#### [WORK INSTRUCTION]
Reproduce everything in the passage on US health from "US health spending" down to "to good health.", swapping "economy" for "national economy".

#### [DOCUMENT EXCERPT]

=== Begin Enclosure ===

Last week, American people, health-care workers, and policy makers received shocking news. Despite spending more on health care per person than other high-income countries, Americans die sooner, are least likely to reach the age of 50 years, and have higher rates of disease or injury. When judged by health alone, Americans are less healthy from birth to 75 years of age than people in 16 other economically wealthy countries, and this health disadvantage has been getting worse for 30 years, especially among women.
In a report released on Jan 9 from the US National Research Council and Institute of Medicine, U.S. Health in International Perspective: Shorter Lives, Poorer Health, comprehensive mortality and morbidity data are presented, comparing the USA with affluent democratic countries including Australia, Canada, France, Italy, most of the Nordic countries, Spain, and the UK. Life expectancy is shorter at birth for American men than for men in any of the other 16 countries, and American women fare little better—Denmark is the only country that has a lower life expectancy for women at birth. In nine key areas of health, Americans fare least well, or are near the bottom of the tables. These areas are: infant mortality and low birthweight; injuries and homicides; teenage pregnancies and sexually transmitted infections; HIV/AIDS prevalence; drug-related deaths; obesity and diabetes; heart disease; chronic lung disease; and disability. This health disadvantage applies to those with health insurance, a college education, higher incomes, and healthy behaviours as well as to those without.
US health spending was US$2·7 trillion in 2011, which is $8700 for every person in the country, and represents 17·9% of the economy—far greater than any other economically advanced country. But spending on health care bears little relation to good health.
To promote and inform continuing debate, health in the USA will be the theme of a Series in a special issue of The Lancet in 2014. In conjunction with Tom Frieden and Harold Jaffe at the Centers for Disease Control and Prevention, we will publish papers reviewing new opportunities to substantially improve health in the era of the Affordable Care Act. Planned topics include more on premature mortality in the USA, the impact of violence and injury, the challenges of non-communicable diseases and infections, public health and biosecurity, and the role of the USA in global health.
The USA is one of the world's wealthiest countries; it should be one of the world's healthiest.

=== End Enclosure ===

#### [DATA PROVIDED]
=== Begin Enclosure ===

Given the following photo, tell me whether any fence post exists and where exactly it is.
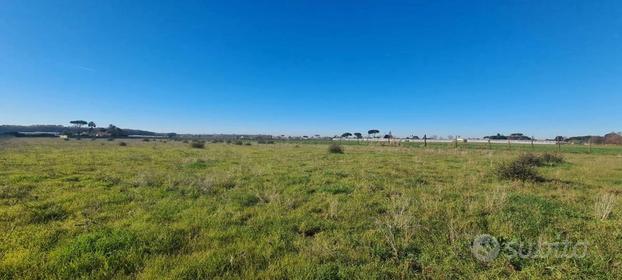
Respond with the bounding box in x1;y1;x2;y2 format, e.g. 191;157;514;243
588;137;592;154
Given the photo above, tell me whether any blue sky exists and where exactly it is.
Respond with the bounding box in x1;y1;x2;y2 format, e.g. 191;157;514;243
0;0;622;137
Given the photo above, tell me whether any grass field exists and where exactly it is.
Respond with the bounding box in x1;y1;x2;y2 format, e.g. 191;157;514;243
0;138;622;279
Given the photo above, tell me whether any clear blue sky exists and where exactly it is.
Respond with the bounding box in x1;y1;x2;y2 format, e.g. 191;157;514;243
0;0;622;137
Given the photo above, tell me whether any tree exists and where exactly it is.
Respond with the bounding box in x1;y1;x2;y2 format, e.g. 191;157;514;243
107;124;127;137
69;120;88;129
367;129;380;138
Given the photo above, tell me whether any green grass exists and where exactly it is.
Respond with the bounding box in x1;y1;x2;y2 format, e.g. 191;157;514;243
0;138;622;279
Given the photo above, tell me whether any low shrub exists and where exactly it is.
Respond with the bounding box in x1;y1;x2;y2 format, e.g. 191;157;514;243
190;140;205;149
540;153;564;166
495;159;542;182
328;144;343;154
516;153;542;166
30;203;69;224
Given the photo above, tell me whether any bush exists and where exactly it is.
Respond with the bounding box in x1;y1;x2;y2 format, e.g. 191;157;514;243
540;153;564;166
495;158;542;182
190;140;205;149
328;144;343;154
516;153;542;166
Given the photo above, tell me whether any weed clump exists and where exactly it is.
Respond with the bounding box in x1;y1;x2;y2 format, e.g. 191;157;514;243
328;144;343;154
540;153;564;166
516;153;564;167
496;153;564;182
495;158;542;182
30;203;69;224
190;140;205;149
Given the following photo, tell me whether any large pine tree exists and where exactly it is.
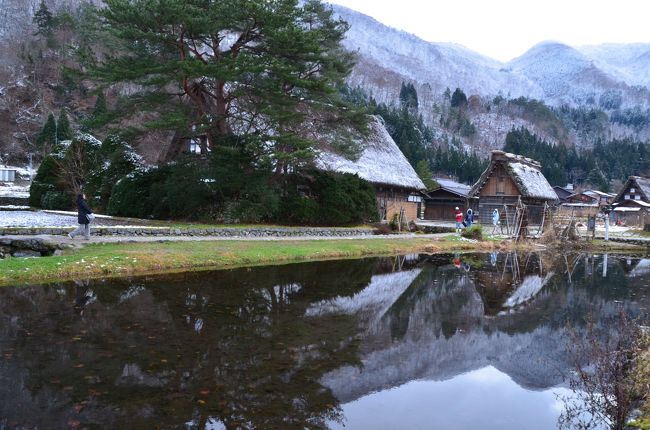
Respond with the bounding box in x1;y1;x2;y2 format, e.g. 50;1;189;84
85;0;364;168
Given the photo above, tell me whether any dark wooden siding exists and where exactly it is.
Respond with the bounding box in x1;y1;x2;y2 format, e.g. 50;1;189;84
424;189;467;221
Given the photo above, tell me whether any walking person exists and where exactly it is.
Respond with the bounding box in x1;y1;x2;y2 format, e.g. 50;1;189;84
464;209;474;228
456;207;463;233
492;208;499;234
68;193;95;240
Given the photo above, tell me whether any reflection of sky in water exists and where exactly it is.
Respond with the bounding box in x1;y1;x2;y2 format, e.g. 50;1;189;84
332;366;569;430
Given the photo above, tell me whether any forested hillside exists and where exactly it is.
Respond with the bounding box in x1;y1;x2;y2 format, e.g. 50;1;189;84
0;0;650;193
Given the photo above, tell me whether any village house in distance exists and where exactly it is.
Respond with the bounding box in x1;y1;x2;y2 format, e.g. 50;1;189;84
612;176;650;226
316;116;426;223
468;151;558;226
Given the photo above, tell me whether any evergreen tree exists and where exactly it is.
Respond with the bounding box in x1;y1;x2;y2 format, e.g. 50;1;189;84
83;0;366;173
56;109;72;142
36;114;56;154
587;168;609;193
33;0;55;36
93;92;108;118
451;88;467;108
399;82;418;114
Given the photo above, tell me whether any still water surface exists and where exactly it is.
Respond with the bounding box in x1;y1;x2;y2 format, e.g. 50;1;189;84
0;253;650;430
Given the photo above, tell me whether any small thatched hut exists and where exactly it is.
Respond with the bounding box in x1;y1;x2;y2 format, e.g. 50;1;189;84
316;116;426;222
612;176;650;226
469;151;558;224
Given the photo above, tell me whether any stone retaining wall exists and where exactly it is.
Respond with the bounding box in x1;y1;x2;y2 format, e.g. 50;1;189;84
599;237;650;247
0;237;67;258
0;227;374;237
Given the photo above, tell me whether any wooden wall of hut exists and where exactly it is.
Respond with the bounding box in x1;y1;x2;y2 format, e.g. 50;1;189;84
376;188;418;222
424;189;468;221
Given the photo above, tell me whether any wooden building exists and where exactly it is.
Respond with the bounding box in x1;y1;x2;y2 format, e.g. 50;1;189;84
553;185;573;203
315;116;426;223
468;151;558;225
612;176;650;226
560;190;614;217
424;178;472;221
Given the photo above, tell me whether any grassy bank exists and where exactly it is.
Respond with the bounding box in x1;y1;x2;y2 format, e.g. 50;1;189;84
0;235;638;286
0;238;506;285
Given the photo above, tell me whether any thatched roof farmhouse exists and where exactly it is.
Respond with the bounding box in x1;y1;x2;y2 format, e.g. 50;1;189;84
469;151;558;224
316;116;426;221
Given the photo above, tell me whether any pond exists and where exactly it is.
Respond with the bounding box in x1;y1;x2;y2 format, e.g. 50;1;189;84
0;253;650;429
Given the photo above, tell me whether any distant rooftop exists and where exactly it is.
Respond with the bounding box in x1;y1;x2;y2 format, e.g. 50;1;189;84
433;178;472;197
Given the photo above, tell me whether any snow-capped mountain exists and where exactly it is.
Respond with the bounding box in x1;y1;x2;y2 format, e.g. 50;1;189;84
332;5;543;106
332;5;650;107
578;43;650;87
507;42;650;106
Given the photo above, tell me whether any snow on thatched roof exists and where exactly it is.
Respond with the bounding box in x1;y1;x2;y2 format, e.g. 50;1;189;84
614;176;650;202
469;151;558;200
316;116;426;190
433;178;472;197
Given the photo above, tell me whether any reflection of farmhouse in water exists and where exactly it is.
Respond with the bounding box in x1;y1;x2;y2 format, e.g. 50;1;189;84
307;253;644;403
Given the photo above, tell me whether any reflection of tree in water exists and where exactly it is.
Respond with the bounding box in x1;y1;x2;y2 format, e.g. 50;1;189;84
0;260;375;429
0;255;650;428
323;255;650;401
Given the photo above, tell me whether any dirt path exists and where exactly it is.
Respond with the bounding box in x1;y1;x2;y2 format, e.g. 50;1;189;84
29;233;454;246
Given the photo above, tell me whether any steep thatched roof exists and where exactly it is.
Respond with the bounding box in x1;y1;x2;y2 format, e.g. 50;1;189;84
316;116;426;190
469;151;558;200
613;176;650;203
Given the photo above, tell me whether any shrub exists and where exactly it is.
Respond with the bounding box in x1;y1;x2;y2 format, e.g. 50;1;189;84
41;191;75;210
460;224;483;240
108;162;214;219
29;155;59;207
279;170;379;226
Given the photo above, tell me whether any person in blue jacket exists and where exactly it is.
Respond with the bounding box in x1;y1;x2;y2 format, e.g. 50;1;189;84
465;209;474;228
68;193;94;240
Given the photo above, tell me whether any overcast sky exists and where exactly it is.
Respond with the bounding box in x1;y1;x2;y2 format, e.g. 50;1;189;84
330;0;650;61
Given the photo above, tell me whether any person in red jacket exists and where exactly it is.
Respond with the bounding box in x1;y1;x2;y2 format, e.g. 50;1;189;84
456;207;463;233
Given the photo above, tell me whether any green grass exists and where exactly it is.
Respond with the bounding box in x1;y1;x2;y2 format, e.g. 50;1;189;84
0;238;444;285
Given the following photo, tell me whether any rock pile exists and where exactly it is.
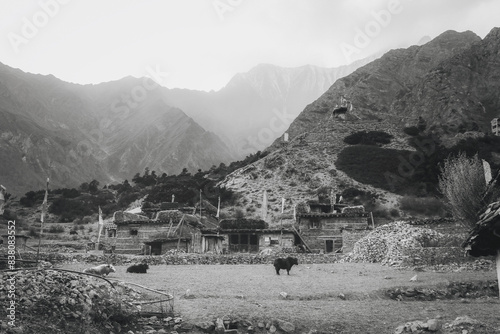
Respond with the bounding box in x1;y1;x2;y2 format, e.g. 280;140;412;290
341;221;458;265
0;269;140;333
394;316;496;334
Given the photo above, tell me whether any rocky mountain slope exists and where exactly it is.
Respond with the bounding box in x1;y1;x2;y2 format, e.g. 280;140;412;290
0;64;234;193
164;55;379;157
221;28;500;218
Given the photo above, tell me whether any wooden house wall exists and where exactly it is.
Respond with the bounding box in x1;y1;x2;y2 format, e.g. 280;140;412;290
299;215;368;252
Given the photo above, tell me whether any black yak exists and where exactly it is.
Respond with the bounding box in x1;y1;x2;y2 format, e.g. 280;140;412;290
274;257;299;275
83;264;116;276
127;263;149;274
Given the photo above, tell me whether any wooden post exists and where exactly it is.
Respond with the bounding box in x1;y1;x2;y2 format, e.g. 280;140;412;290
496;249;500;298
292;225;311;253
177;216;184;250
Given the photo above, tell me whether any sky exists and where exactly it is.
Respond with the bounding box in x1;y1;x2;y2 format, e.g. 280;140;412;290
0;0;500;91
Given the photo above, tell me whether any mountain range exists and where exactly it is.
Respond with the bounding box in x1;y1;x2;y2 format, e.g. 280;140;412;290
0;59;376;194
221;28;500;219
158;55;380;158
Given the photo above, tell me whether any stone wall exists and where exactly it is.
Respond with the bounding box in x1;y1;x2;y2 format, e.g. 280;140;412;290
342;230;372;254
4;252;340;265
401;247;470;266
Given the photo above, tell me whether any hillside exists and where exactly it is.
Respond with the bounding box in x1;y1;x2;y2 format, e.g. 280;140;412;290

=== End Enclosure ===

#### [SOLUTION FOR THIS TASK]
US health spending was US$2·7 trillion in 2011, which is $8700 for every person in the country, and represents 17·9% of the national economy—far greater than any other economically advanced country. But spending on health care bears little relation to good health.